**AIM**
Rewrite all of the rows below, swapping each "instance" for "occurrence" and leaving everything else unchanged.

• • • • •

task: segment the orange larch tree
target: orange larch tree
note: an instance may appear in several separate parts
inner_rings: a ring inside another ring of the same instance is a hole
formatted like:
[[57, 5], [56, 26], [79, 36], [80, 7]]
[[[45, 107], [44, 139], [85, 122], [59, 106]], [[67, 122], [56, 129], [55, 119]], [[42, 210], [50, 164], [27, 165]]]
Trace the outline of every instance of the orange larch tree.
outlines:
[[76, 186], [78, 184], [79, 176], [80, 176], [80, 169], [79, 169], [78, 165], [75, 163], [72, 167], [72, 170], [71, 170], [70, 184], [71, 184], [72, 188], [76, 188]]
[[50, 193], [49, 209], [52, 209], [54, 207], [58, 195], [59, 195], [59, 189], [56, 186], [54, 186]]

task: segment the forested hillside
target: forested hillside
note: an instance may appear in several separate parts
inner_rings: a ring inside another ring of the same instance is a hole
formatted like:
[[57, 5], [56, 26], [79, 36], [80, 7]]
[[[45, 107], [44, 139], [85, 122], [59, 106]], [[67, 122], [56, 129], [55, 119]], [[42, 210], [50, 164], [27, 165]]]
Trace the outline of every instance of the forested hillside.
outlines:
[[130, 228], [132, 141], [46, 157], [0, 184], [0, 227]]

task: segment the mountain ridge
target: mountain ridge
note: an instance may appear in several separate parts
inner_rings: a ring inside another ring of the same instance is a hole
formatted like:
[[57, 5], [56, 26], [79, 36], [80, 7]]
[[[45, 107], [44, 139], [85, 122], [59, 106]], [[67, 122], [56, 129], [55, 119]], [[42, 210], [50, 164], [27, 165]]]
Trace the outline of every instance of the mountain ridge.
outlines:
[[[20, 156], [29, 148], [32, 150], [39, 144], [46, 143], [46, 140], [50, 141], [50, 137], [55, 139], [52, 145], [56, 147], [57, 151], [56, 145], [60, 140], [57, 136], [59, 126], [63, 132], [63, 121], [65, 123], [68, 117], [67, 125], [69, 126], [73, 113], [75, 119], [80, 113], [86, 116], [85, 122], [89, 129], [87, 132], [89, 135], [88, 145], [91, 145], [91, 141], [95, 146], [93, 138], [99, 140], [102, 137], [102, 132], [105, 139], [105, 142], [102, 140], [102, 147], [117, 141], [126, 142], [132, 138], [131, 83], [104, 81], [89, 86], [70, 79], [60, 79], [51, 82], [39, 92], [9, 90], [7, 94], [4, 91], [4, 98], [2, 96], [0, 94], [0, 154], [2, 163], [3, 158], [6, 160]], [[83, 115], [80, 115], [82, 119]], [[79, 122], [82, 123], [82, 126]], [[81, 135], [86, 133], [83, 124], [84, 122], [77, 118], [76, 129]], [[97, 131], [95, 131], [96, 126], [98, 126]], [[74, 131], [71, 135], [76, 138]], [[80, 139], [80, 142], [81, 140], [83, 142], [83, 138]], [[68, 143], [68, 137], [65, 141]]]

• • • • •

**FINISHED EXERCISE**
task: segment the orange larch tree
target: orange larch tree
note: an occurrence may appear in several separate parts
inner_rings: a ring inside another ring of the same occurrence is a hole
formatted like:
[[57, 5], [56, 26], [79, 36], [80, 7]]
[[[45, 107], [44, 139], [85, 122], [59, 106]], [[67, 122], [56, 129], [55, 119]], [[42, 210], [50, 164], [27, 165]]]
Trace the outline of every occurrence of the orange larch tree.
outlines:
[[76, 186], [78, 184], [79, 176], [80, 176], [80, 169], [79, 169], [78, 165], [75, 163], [72, 167], [72, 170], [71, 170], [70, 184], [71, 184], [72, 188], [76, 188]]
[[50, 193], [49, 209], [52, 209], [54, 207], [58, 195], [59, 195], [59, 189], [56, 186], [54, 186]]

task: segment the forested hillside
target: forested hillside
note: an occurrence may appear in several separate parts
inner_rings: a ring inside another ring of the same occurrence is a hole
formatted like:
[[57, 5], [56, 26], [79, 36], [80, 7]]
[[[45, 107], [44, 139], [85, 122], [59, 106]], [[67, 122], [56, 129], [55, 119]], [[42, 210], [50, 164], [27, 165]]]
Trace the outline of every occurrence of the forested hillside.
outlines:
[[130, 228], [132, 141], [46, 157], [0, 184], [0, 227]]

task: segment the mountain ridge
target: mountain ridge
note: an occurrence may appear in several separate parts
inner_rings: a ring inside another ring of the same occurrence is a hole
formatted like:
[[57, 5], [56, 26], [79, 36], [80, 7]]
[[[45, 107], [44, 139], [85, 122], [59, 106]], [[67, 122], [56, 129], [55, 119]], [[42, 210], [50, 164], [27, 165]]]
Trace the outline of every occurrence of the mountain ridge.
outlines:
[[[20, 156], [29, 148], [32, 150], [39, 144], [46, 143], [46, 140], [50, 141], [50, 137], [55, 139], [52, 145], [56, 147], [57, 151], [56, 145], [60, 140], [57, 136], [59, 126], [63, 132], [63, 121], [65, 123], [68, 117], [67, 125], [69, 126], [73, 113], [75, 119], [80, 113], [86, 116], [85, 122], [89, 129], [87, 132], [89, 135], [88, 145], [91, 145], [91, 141], [95, 146], [93, 138], [99, 140], [102, 137], [102, 132], [105, 139], [105, 142], [102, 140], [102, 147], [117, 141], [126, 142], [132, 138], [131, 83], [104, 81], [89, 86], [70, 79], [60, 79], [51, 82], [39, 92], [9, 90], [7, 94], [4, 91], [4, 98], [2, 96], [0, 94], [0, 154], [2, 163], [3, 158], [6, 160]], [[83, 115], [80, 115], [82, 119]], [[79, 122], [82, 123], [82, 126]], [[81, 135], [86, 133], [83, 124], [84, 122], [77, 118], [76, 129]], [[97, 131], [95, 131], [96, 126], [98, 126]], [[74, 131], [71, 135], [76, 138]], [[80, 139], [80, 142], [81, 140], [83, 142], [83, 138]], [[68, 143], [68, 137], [65, 141]]]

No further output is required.